WHAT IS REQUIRED:
Using the material below, write out every entry exactly.

RECORDS FOR THIS EXERCISE:

- - - - - - -

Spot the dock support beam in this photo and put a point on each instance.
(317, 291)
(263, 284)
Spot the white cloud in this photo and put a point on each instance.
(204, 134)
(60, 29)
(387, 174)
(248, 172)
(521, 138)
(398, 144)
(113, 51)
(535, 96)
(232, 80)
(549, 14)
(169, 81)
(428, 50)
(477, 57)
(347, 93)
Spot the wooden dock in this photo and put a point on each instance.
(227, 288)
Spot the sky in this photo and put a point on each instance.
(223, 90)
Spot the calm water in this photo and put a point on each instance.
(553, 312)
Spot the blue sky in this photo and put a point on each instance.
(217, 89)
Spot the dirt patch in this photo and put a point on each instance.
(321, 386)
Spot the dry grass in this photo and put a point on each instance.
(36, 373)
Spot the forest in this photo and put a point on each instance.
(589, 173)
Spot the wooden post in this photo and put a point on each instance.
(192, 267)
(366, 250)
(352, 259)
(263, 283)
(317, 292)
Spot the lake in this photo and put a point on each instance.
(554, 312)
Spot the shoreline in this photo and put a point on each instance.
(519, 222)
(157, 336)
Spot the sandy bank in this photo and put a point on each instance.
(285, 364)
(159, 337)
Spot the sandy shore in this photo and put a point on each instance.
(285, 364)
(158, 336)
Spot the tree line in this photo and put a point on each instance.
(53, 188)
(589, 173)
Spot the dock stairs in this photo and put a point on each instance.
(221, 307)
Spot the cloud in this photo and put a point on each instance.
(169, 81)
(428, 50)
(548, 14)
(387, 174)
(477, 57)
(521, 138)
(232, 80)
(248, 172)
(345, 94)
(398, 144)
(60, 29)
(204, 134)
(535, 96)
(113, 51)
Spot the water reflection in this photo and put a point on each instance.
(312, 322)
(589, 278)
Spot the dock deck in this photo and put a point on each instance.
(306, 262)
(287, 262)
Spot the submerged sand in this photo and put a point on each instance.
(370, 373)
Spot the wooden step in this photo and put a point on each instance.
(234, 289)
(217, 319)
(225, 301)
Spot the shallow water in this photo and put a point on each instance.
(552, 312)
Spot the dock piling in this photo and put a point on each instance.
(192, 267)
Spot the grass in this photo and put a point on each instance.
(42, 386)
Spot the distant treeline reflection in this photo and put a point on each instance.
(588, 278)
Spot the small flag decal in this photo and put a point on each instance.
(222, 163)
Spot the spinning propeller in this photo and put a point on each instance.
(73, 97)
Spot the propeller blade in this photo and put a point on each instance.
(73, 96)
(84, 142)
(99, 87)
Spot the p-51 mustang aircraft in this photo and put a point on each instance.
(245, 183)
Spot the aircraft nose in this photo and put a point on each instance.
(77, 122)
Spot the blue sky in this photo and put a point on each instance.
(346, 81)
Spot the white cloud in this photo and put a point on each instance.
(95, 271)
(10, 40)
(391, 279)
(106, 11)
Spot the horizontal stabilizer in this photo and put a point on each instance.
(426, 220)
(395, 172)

- - - - - - -

RESULT FOR THIS TASK:
Spot the dock support beam in this photo and put a point on each instance.
(317, 291)
(263, 284)
Spot the white cloud in this photo and put a point on each instance.
(204, 134)
(60, 29)
(387, 174)
(248, 172)
(521, 138)
(398, 144)
(113, 51)
(535, 96)
(232, 80)
(549, 14)
(169, 81)
(428, 50)
(477, 57)
(347, 93)
Spot the wooden dock in this photo and put a point on each instance.
(227, 288)
Spot the sky in this photo and put a point on each instance.
(223, 90)
Spot the calm water in this photo and put a point on each instance.
(553, 312)
Spot the blue sky in this photo and put a point on each instance.
(217, 89)
Spot the dirt patch in this photo and put a point on each instance.
(321, 386)
Spot the dry grass in this photo and put a point on each instance.
(36, 373)
Spot the forest in this photo and put a point on each instance.
(589, 173)
Spot the wooden post in this photo and put a point on each instance.
(192, 267)
(366, 250)
(352, 259)
(263, 283)
(317, 292)
Spot the lake in this photo and put a point on each instance.
(554, 312)
Spot the shoreline in this photo and put a point on each instance.
(519, 222)
(157, 336)
Spot the sandy bank in this photo and put a point on each instance.
(285, 364)
(159, 337)
Spot the sandy shore in this photo and put a point on each instance.
(285, 364)
(158, 336)
Spot the tree line in this photo and put a point on each instance.
(53, 188)
(589, 173)
Spot the dock stairs in this photo and put a point on each instance.
(221, 307)
Spot the cloud in this photo and put a point on each instance.
(169, 81)
(428, 50)
(548, 14)
(387, 174)
(477, 57)
(521, 138)
(232, 80)
(248, 172)
(345, 94)
(398, 144)
(60, 29)
(204, 134)
(535, 96)
(113, 51)
Spot the water reflection in this photo and put a point on each instance.
(312, 322)
(589, 278)
Spot the dock deck in this photo and put a point on each instance.
(306, 262)
(287, 262)
Spot the submerged sand in this photo and put a point on each instance.
(370, 373)
Spot the wooden step in this photo and put a point on each instance.
(234, 289)
(217, 319)
(225, 301)
Spot the shallow water in this photo and put a point on each instance.
(552, 312)
Spot the dock piling in this photo and put a point on each instance.
(192, 267)
Spot the grass in this photo and put a point on each instance.
(42, 386)
Spot the distant treeline reflection in this photo and put a point on each instance.
(588, 278)
Spot the small flag decal in this photo and put a point on each instance.
(222, 163)
Spot the spinning propeller in this photo and put a point on each instance.
(73, 97)
Spot the propeller blade in this photo and put a point on each instance.
(73, 96)
(84, 142)
(99, 87)
Spot the p-51 mustang aircraft in this photo and put a point on each instance.
(245, 183)
Spot the aircraft nose in this photo and put a point on each instance.
(77, 122)
Spot the blue sky in this photo and put a point on each instance.
(346, 81)
Spot the white cloud in this photo and put a point on each instance.
(95, 271)
(10, 40)
(391, 279)
(106, 11)
Spot the horizontal stabilizer in this photo and put a point on each instance.
(426, 220)
(395, 172)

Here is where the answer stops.